Goal → Repeat the wine dinner passage below word for word.
─── Source passage ───
Within the professional realm, since I started with MFW, learning about wines that aren’t French has been a huge source of enjoyment and personal growth. On Friday, at Ariana’s invitation, I went to dinner at Betony (this restaurant is incredible, by the way …) to drink wines from Priorat. I learned long ago that it’s wise to accept Ariana’s invitations and this was no exception. Made by a Bavarian ex-pat named Dominik Huber who moved to Torroja (population 102) in Priorat in the late 1990s, these wines were astonishingly good. The whites are blends of Pedro Ximenez, Grenache Blanc, with small portions of Macabeu and Muscat; the reds of Carignan and Grenache. The elevations are relatively high, up to 700 meters, I believe Dominik said, and the soils are slate, schist, gypsum.

Two white wines, Terra de Cuques and Pedra de Guix were served alongside a delicate poached tile fish atop celery and large grained tapioca with a froth of Fumet Blanc nestling in the nooks and crannies. Cuques (“land of the firefly”) is 10% Muscat and 90% PX, picked early and vinified whole cluster. It’s aromatic and immediately pleasurable, phenolic and honeyed and waxy in the way of  Loire Valley Chenin or White Burgundy without tasting like either … Guix “Gypsum Stone” is Grenache Blanc and Macabeu from very old vines. Served in a Burgundy bowl, the wine was initially more closed than the Cuques, but opened to reveal aromas, flavors, and minerality on the finish the likes of which I’ve never tasted before. Cedar, balsam wood, preserved lemon, saline, the wine was surreal in its complexity and length on the palate. It was the bottle I kept dodging back to during our post prandial chatting to see if there was a drop more to be squeezed out.

Three reds were served with winter mushrooms and barley swimming in a sort of broth of mushroom and Sencha tea. All were excellent; my favorite was L’Arbossar from a steep, old vineyard of Carignan planted on slate, raised in Austrian Stockinger barrels.
─── Supplied data ───
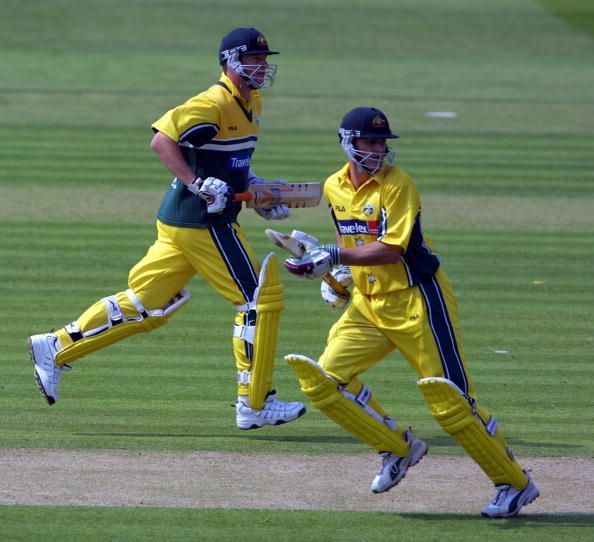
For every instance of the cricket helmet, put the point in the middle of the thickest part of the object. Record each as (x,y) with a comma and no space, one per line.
(366,123)
(248,41)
───
Output of the exercise →
Within the professional realm, since I started with MFW, learning about wines that aren’t French has been a huge source of enjoyment and personal growth. On Friday, at Ariana’s invitation, I went to dinner at Betony (this restaurant is incredible, by the way …) to drink wines from Priorat. I learned long ago that it’s wise to accept Ariana’s invitations and this was no exception. Made by a Bavarian ex-pat named Dominik Huber who moved to Torroja (population 102) in Priorat in the late 1990s, these wines were astonishingly good. The whites are blends of Pedro Ximenez, Grenache Blanc, with small portions of Macabeu and Muscat; the reds of Carignan and Grenache. The elevations are relatively high, up to 700 meters, I believe Dominik said, and the soils are slate, schist, gypsum.

Two white wines, Terra de Cuques and Pedra de Guix were served alongside a delicate poached tile fish atop celery and large grained tapioca with a froth of Fumet Blanc nestling in the nooks and crannies. Cuques (“land of the firefly”) is 10% Muscat and 90% PX, picked early and vinified whole cluster. It’s aromatic and immediately pleasurable, phenolic and honeyed and waxy in the way of  Loire Valley Chenin or White Burgundy without tasting like either … Guix “Gypsum Stone” is Grenache Blanc and Macabeu from very old vines. Served in a Burgundy bowl, the wine was initially more closed than the Cuques, but opened to reveal aromas, flavors, and minerality on the finish the likes of which I’ve never tasted before. Cedar, balsam wood, preserved lemon, saline, the wine was surreal in its complexity and length on the palate. It was the bottle I kept dodging back to during our post prandial chatting to see if there was a drop more to be squeezed out.

Three reds were served with winter mushrooms and barley swimming in a sort of broth of mushroom and Sencha tea. All were excellent; my favorite was L’Arbossar from a steep, old vineyard of Carignan planted on slate, raised in Austrian Stockinger barrels.